- [PROVIDED RECORDS]
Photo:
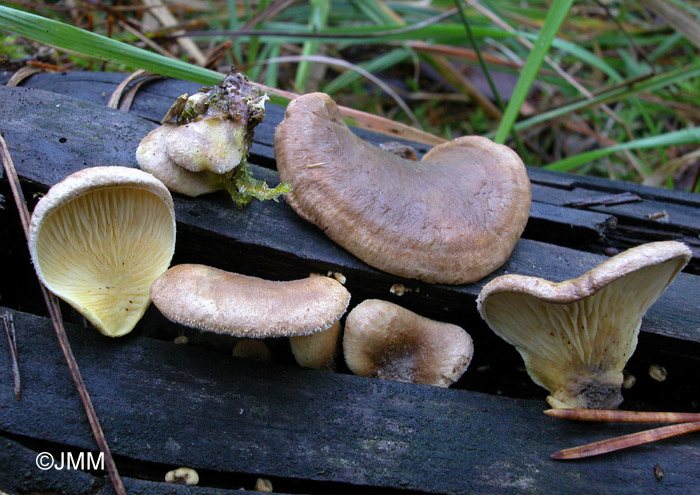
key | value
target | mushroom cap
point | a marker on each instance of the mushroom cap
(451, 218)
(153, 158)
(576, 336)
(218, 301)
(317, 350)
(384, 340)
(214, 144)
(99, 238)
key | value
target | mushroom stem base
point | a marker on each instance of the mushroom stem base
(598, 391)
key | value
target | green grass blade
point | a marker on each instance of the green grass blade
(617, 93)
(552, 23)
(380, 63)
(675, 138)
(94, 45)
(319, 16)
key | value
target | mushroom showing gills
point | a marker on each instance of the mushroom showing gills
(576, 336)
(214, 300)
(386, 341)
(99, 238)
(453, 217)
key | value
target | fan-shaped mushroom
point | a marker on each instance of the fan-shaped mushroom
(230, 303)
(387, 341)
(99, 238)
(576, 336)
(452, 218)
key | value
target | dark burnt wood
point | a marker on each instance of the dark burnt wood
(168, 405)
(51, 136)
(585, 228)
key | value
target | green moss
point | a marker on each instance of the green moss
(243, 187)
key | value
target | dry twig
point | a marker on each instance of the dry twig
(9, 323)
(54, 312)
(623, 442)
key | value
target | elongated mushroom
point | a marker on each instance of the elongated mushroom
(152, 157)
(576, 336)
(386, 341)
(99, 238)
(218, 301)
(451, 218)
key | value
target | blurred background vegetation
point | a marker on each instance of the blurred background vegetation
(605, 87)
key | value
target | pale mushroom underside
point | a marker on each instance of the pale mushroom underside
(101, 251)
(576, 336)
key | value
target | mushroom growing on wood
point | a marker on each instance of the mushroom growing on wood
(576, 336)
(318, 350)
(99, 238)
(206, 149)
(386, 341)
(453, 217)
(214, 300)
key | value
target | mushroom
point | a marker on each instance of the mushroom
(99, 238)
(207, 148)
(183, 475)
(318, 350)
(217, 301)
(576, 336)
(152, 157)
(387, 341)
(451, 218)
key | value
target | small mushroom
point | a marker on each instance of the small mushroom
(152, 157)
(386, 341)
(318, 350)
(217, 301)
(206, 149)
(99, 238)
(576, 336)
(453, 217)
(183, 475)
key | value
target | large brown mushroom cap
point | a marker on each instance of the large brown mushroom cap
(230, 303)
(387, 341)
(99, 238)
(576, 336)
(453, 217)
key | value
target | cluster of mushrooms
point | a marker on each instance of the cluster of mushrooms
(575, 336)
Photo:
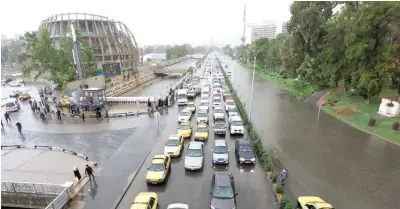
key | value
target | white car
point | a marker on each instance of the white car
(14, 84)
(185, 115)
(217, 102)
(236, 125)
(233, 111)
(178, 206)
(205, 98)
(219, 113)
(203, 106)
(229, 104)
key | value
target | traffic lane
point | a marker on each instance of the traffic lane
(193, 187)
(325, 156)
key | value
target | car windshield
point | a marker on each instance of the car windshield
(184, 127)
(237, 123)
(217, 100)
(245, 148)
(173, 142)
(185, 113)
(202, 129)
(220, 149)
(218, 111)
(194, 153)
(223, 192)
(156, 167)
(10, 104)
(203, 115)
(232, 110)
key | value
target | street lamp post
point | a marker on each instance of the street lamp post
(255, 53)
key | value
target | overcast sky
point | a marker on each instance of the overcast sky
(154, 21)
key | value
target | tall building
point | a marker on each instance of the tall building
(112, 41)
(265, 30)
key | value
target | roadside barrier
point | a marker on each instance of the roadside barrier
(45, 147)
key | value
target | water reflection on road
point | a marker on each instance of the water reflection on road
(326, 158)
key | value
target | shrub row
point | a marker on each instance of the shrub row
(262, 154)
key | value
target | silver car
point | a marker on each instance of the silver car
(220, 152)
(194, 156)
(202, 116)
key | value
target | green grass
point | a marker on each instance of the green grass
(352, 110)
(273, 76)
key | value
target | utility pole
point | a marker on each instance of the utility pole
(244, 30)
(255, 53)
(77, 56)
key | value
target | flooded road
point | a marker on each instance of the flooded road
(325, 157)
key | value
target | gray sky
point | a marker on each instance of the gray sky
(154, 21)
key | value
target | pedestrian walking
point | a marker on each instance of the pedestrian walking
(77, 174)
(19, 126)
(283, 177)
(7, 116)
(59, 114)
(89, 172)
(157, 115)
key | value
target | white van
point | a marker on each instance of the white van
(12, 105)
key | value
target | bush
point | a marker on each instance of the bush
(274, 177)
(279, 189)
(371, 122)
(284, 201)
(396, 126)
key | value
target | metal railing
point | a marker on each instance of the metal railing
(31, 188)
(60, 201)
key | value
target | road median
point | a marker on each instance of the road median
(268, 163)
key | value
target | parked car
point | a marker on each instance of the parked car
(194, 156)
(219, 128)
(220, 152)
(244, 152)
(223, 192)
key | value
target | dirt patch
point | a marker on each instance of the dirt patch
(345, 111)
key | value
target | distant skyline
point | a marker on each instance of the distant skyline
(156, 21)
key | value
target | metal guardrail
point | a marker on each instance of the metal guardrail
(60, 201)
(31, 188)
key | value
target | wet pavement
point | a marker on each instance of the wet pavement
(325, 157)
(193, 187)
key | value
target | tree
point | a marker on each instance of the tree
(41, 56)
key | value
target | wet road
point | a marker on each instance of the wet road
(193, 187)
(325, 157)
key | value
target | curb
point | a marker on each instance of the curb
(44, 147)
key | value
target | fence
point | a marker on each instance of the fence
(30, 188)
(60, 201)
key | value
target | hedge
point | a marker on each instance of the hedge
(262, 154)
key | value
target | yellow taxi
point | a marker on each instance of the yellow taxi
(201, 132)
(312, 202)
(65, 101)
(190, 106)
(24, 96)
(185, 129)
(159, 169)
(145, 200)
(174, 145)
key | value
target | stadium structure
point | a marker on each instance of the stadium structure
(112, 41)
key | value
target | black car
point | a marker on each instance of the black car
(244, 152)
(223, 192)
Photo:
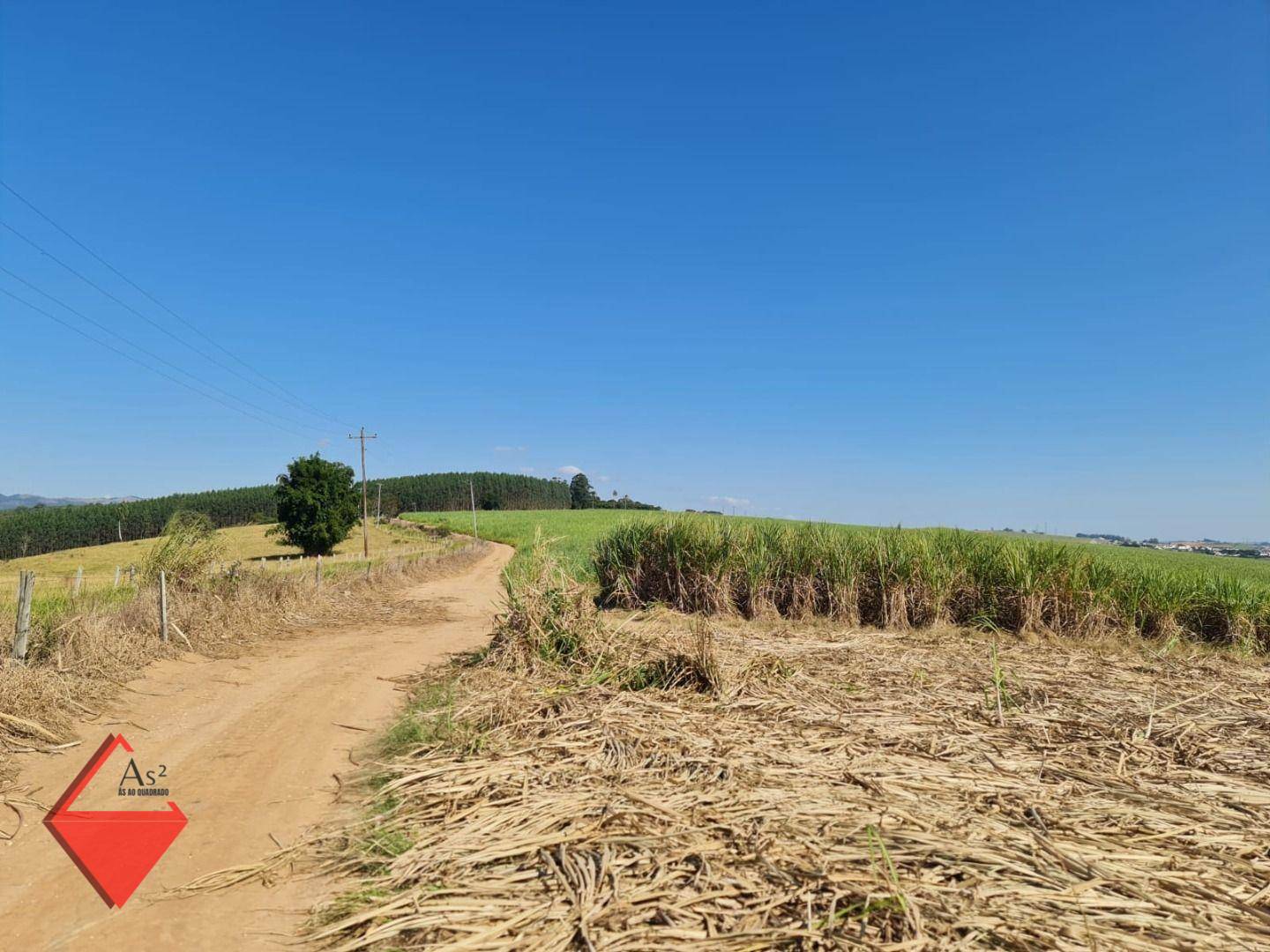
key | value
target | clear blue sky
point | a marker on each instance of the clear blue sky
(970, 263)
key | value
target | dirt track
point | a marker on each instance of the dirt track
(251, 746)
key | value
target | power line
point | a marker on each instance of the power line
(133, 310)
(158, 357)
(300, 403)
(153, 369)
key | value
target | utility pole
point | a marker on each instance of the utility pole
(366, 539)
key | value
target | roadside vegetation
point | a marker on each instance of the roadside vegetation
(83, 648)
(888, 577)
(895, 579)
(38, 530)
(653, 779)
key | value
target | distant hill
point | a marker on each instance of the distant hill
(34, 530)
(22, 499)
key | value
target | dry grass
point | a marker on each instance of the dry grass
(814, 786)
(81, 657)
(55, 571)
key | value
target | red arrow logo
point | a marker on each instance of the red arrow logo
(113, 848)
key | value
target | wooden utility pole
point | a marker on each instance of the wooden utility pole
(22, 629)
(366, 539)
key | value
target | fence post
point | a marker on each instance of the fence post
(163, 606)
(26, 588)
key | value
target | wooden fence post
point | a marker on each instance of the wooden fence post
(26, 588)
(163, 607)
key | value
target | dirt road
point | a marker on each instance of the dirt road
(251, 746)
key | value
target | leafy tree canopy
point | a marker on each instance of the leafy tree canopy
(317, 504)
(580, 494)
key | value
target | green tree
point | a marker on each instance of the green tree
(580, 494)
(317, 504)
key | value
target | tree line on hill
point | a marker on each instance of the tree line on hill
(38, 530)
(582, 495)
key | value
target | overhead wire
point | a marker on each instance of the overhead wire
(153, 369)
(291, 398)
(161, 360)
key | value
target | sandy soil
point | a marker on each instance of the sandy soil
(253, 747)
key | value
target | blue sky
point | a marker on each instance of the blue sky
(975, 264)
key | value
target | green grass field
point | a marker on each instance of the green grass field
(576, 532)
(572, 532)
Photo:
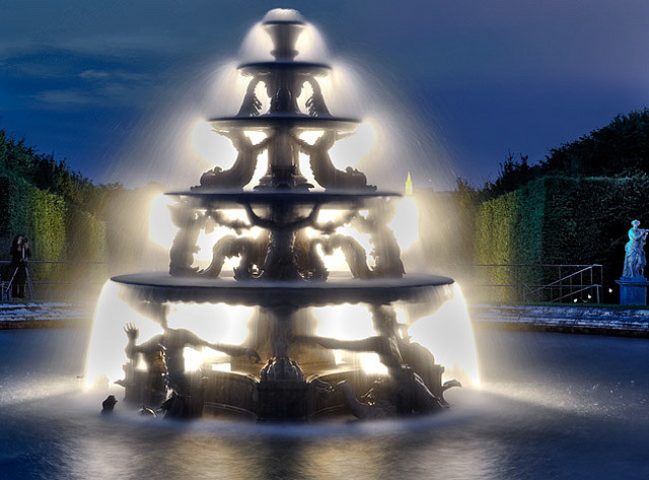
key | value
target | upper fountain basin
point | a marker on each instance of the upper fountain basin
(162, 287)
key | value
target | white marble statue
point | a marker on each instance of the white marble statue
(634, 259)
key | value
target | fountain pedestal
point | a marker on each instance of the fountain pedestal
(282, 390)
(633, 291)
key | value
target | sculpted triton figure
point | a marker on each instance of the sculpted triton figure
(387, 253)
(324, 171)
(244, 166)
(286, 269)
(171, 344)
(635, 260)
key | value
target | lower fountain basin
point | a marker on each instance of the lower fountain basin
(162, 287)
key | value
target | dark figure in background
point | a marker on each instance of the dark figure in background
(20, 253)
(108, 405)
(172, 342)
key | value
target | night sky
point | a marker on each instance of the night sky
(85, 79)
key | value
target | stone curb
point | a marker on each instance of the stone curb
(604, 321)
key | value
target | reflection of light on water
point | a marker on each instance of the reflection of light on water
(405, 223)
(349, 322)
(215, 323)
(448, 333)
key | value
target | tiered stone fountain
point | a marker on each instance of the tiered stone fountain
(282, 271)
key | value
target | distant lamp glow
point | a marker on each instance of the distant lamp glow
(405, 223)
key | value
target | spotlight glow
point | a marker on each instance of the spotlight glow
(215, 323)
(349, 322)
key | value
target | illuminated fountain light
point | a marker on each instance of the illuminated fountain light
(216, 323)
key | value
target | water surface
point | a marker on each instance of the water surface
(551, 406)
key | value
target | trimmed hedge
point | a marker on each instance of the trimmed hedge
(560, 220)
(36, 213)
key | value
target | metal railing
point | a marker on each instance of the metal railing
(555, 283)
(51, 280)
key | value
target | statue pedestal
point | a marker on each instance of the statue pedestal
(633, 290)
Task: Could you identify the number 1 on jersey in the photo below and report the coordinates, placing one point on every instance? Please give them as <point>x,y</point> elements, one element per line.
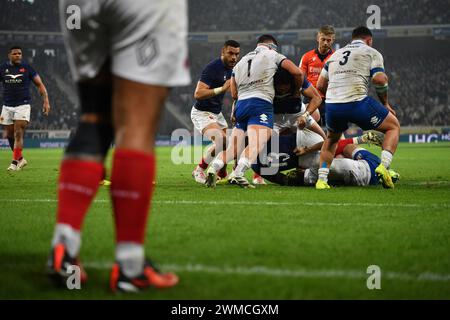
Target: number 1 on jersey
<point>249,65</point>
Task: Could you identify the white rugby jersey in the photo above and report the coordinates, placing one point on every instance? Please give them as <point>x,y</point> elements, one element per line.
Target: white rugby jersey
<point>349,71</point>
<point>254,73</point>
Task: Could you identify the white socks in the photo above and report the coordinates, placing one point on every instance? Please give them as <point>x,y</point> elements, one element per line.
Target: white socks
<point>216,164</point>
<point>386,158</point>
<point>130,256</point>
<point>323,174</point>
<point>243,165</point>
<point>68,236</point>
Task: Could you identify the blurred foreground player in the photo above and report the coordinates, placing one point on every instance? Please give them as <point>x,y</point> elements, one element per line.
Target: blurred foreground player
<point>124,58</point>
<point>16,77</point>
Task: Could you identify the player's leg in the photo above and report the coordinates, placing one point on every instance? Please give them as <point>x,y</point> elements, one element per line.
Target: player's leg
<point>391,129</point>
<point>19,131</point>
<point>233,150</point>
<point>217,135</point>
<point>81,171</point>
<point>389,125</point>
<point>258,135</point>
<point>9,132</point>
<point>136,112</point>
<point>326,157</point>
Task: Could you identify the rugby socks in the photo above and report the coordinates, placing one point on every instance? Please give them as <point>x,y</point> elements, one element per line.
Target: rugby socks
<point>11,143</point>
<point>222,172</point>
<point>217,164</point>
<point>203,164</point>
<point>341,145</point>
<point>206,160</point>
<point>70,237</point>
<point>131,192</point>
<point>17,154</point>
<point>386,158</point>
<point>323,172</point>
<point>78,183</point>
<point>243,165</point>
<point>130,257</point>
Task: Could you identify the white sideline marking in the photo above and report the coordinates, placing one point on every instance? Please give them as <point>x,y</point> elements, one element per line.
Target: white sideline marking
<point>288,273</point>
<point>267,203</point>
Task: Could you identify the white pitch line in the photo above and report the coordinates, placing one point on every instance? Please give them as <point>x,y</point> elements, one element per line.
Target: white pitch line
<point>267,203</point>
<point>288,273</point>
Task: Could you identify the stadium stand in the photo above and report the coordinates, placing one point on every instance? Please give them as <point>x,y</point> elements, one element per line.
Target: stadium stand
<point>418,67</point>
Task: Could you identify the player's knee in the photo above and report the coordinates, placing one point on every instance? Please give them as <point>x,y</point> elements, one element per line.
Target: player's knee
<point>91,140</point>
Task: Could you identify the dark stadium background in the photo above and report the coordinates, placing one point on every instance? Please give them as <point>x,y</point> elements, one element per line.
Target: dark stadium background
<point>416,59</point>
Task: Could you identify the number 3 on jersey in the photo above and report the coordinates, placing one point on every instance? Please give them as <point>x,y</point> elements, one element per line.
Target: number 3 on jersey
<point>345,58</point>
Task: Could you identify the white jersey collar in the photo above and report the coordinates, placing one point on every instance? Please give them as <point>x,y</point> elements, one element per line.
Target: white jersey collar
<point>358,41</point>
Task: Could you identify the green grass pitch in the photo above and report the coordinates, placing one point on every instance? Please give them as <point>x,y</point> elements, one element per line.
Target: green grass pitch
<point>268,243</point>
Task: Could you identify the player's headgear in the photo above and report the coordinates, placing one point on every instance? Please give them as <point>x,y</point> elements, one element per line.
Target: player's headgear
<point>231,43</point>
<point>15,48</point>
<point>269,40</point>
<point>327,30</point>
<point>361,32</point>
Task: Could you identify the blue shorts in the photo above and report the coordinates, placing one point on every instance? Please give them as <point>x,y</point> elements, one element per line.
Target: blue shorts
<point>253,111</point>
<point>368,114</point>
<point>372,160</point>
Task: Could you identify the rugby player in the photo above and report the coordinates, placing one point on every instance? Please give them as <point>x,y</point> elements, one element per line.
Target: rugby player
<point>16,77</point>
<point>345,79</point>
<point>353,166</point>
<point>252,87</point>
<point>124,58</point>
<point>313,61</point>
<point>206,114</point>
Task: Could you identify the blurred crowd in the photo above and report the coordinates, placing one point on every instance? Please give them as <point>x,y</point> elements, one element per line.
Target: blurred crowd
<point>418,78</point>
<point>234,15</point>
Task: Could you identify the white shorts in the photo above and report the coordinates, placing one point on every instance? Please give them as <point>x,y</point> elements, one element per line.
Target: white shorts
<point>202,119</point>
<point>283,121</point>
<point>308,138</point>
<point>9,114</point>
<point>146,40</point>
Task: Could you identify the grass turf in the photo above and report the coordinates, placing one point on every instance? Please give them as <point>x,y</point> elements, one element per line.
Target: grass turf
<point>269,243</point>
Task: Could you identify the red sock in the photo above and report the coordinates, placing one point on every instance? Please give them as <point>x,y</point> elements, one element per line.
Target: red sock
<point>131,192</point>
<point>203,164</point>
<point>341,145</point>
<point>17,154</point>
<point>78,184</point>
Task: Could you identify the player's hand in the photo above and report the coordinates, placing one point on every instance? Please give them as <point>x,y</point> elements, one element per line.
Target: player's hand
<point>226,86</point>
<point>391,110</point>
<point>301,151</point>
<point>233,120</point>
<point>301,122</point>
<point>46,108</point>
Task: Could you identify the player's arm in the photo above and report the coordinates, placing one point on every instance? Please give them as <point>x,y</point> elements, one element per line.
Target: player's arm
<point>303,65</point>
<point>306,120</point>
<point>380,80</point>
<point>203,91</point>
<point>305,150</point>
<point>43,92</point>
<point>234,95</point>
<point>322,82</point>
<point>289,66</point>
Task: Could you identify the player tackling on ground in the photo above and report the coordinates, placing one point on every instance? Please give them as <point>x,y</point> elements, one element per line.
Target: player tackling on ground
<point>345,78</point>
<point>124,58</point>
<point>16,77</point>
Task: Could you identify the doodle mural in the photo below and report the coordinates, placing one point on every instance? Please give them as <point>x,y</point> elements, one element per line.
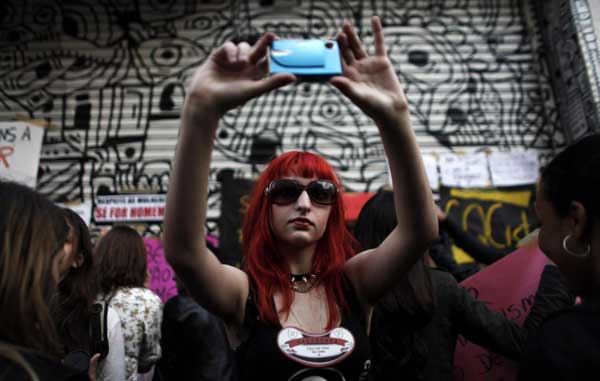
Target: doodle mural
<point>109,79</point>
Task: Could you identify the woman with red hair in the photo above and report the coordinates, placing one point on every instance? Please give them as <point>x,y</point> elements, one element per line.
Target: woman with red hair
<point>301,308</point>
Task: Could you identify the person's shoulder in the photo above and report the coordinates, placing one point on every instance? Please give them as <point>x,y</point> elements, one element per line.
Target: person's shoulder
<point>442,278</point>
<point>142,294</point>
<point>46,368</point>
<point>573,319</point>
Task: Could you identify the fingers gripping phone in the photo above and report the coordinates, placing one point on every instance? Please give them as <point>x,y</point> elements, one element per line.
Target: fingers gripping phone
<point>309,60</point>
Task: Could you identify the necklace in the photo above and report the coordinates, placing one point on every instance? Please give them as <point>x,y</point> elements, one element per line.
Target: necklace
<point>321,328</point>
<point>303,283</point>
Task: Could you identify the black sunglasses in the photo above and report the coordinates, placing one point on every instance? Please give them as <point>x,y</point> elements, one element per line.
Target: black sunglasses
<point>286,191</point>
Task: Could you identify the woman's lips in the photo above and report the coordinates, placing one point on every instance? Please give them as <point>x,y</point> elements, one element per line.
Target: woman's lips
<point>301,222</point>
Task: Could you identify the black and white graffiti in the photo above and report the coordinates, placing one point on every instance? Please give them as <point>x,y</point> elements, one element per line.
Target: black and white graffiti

- [EXERCISE OBJECTIVE]
Copy the entries from the line containing "Task: Could you identify the rugby socks" through the line containing "<point>416,59</point>", both included, and output only those lines. Keep every line as it is, but increase each x and y coordinate inside the point tags by 52.

- [RESPONSE TO THIS TASK]
Task: Could you identify the rugby socks in the photo above and report the coordinates, placing one point on every instance? Please give them as <point>x,y</point> elements, one element per line.
Target: rugby socks
<point>63,195</point>
<point>274,224</point>
<point>269,216</point>
<point>255,216</point>
<point>393,197</point>
<point>258,212</point>
<point>122,289</point>
<point>183,244</point>
<point>69,206</point>
<point>438,210</point>
<point>375,224</point>
<point>130,235</point>
<point>295,217</point>
<point>182,309</point>
Task: Could you identify the white sideline marking in the photo above and report the coordinates, placing one point on every instance? Please give them as <point>x,y</point> elements, one element per line.
Target: white sideline marking
<point>340,325</point>
<point>319,255</point>
Task: Could you identify the white pitch line in the photo above and report the coordinates, placing one point on every instance? Please give them as <point>x,y</point> elements, one element per line.
Target: white pitch line
<point>319,255</point>
<point>340,325</point>
Task: Could you identify the stadium stand in the photo above and report the coordinates, placing one point on every instance? Please give them as <point>x,y</point> elements, one element per line.
Target: stadium stand
<point>470,119</point>
Task: Could you identify the player's knee in the photo above and report the coordinates, placing one point on every instance? Please give them as <point>x,y</point> elements, one element per line.
Target: player's knee
<point>143,192</point>
Task: Could you identify the dark stadium background in the photo above and report the coordinates, placing one point on every instance? Please give them as <point>x,y</point> elements, one element per line.
Target: dark stadium background
<point>468,111</point>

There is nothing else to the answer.